### REQUIRED TASKS
A. In the GPUBox guide, which command releases the allocated GPUs once they are no longer needed?
B. Please continue the GPUBox guide after its last sentence.

In this chapter, we will go through the scenario in which the user bob runs Blender under the Linux operating system connected to OServer with the http://203.0.113.1:8081 address. Similar steps can be taken to run Blender on Windows.

We encourage starting programs from the terminal, both in Linux and Windows. Otherwise, the user might miss the important messages that could help in a possible problem-solving procedure.

Sign in

$ gpubox token -u=bob -o=http://203.0.113.1:8081
Enter password: ******
Configuration file /home/bob/.gpubox already exists, overwrite it? [y/n]y
Login successful.

Allocate GPU

$ gpubox free
+---------+----------------------------------+-------------------+
|DID      |GPU name                          |Memory (GB)        |
+---------+----------------------------------+-------------------+
|1        |GeForce GTX 680                   |2                  |
+---------+----------------------------------+-------------------+

The above command displays the available GPU devices. To use the GPU, you have to allocate devices and issue the following command, where 1 is a Device ID (Column DID in the gpubox free subcommand output), 12 is the number of requested GPUs.

$ gpubox a 1 12
Created
+---+----------------+-------------+-------------+-------+---------+
|ID |GPU name        |PCI          |Client's IP  |Status |Since    |
+---+----------------+-------------+-------------+-------+---------+
|1  |GeForce GTX 690 |710B:01:00.0 |203.0.113.51 |SHARED |2013-... |
|2  |GeForce GTX 690 |710B:02:00.0 |203.0.113.51 |SHARED |2013-... |
|3  |GeForce GTX 690 |710B:03:00.0 |203.0.113.51 |SHARED |2013-... |
|4  |GeForce GTX 690 |710C:01:00.0 |203.0.113.51 |SHARED |2013-... |
|5  |GeForce GTX 690 |710C:02:00.0 |203.0.113.51 |SHARED |2013-... |
|6  |GeForce GTX 690 |710C:03:00.0 |203.0.113.51 |SHARED |2013-... |
|7  |GeForce GTX 690 |710D:01:00.0 |203.0.113.51 |SHARED |2013-... |
|8  |GeForce GTX 690 |710D:02:00.0 |203.0.113.51 |SHARED |2013-... |
|9  |GeForce GTX 690 |710D:03:00.0 |203.0.113.51 |SHARED |2013-... |
|10 |GeForce GTX 690 |710E:01:00.0 |203.0.113.51 |SHARED |2013-... |
|11 |GeForce GTX 690 |710E:02:00.0 |203.0.113.51 |SHARED |2013-... |
|12 |GeForce GTX 690 |710E:03:00.0 |203.0.113.51 |SHARED |2013-... |
+---+----------------+-------------+-------------+-------+---------+

Run program

Once the devices are allocated, the next step is to run the program compatible with GPUBox.

$ blender

Go to File,User preferences and open the System tab. The allocated devices should be now visible. There should be exactly as many devices visible as you have allocated in the previous steps. When the GPUs are no longer needed, you can simply drop them.

$ gpubox drop all
GPUs dropped

gpubox command on GPUBox Client for Windows

Every command described in this section applies also to GPUBox Client for Windows. To use the gpubox command on Windows, the user can launch the gpubox.bat script from Client's installation directory or from the Start menu, and then issue the commands accordingly to the instructions from this section.

Security

Authorization in the GPUBox infrastructure is based on passing the security tokens. In order to obtain the token tied to a particular user's account, he must sign in. You can find more details about the logging process in the Login to GPUBox infrastructure chapter.

### AVAILABLE DATA
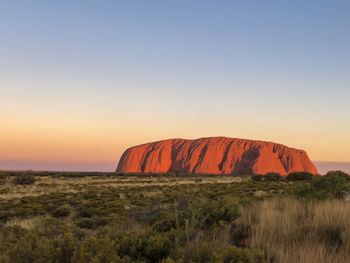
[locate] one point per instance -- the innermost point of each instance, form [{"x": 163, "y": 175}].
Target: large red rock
[{"x": 214, "y": 155}]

### THE ANSWERS
A. gpubox drop all

B.
We encourage the use of HTTPS protocol instead of HTTP. Otherwise, passwords and tokens can be visible to third parties.

The password should be periodically changed. The same rule concerns tokens, which should be newly generated on a regular basis if the network is not properly secured.

$ gpubox gentoken --no

A new token is quickly generated, but not saved in the Client's configuration file. This prevents any unwanted access to the user's account in the GPUBox infrastructure.

Login to GPUBox Infrastructure

In order to use the GPUBox infrastructure, the user must sign in to OServer to obtain the token that is used for authorizing the Client's operations.

$ gpubox token -u=gpubox -o=https://203.0.113.1:8082
Enter password: ******
Configuration file /home/bob/.gpubox already exists, overwrite it? [y/n]y
Login successful.

Bob has signed in to the GPUBox infrastructure as the gpubox user. First, the user is asked for the password (default gpubox) and the request is then sent to OServer with the https://203.0.113.1:8082 . After successful login, Bob is asked whether or not to save the token into the Client's configuration file.

OServer's address used for all of the subcommands of the gpubox command must be a full HTTP address. OServer's address is provided to users by an administrator and has the following format:

  • http://[OSERVER_IP]:[PORT] for a non-encrypted connection, for example, http://203.0.113.1:8081 or,
  • https://[OSERVER_IP]:[PORT] for the SSL connection, for example, https://203.0.113.1:8082.
  • After successfully signing in, OServer's address and token are saved in Client's configuration file:

  • $HOME/.gpubox

    Linux

  • %LOCALAPPDATA%\gpubox.config

    Windows

  • You can check whether OServer is available under a certain address.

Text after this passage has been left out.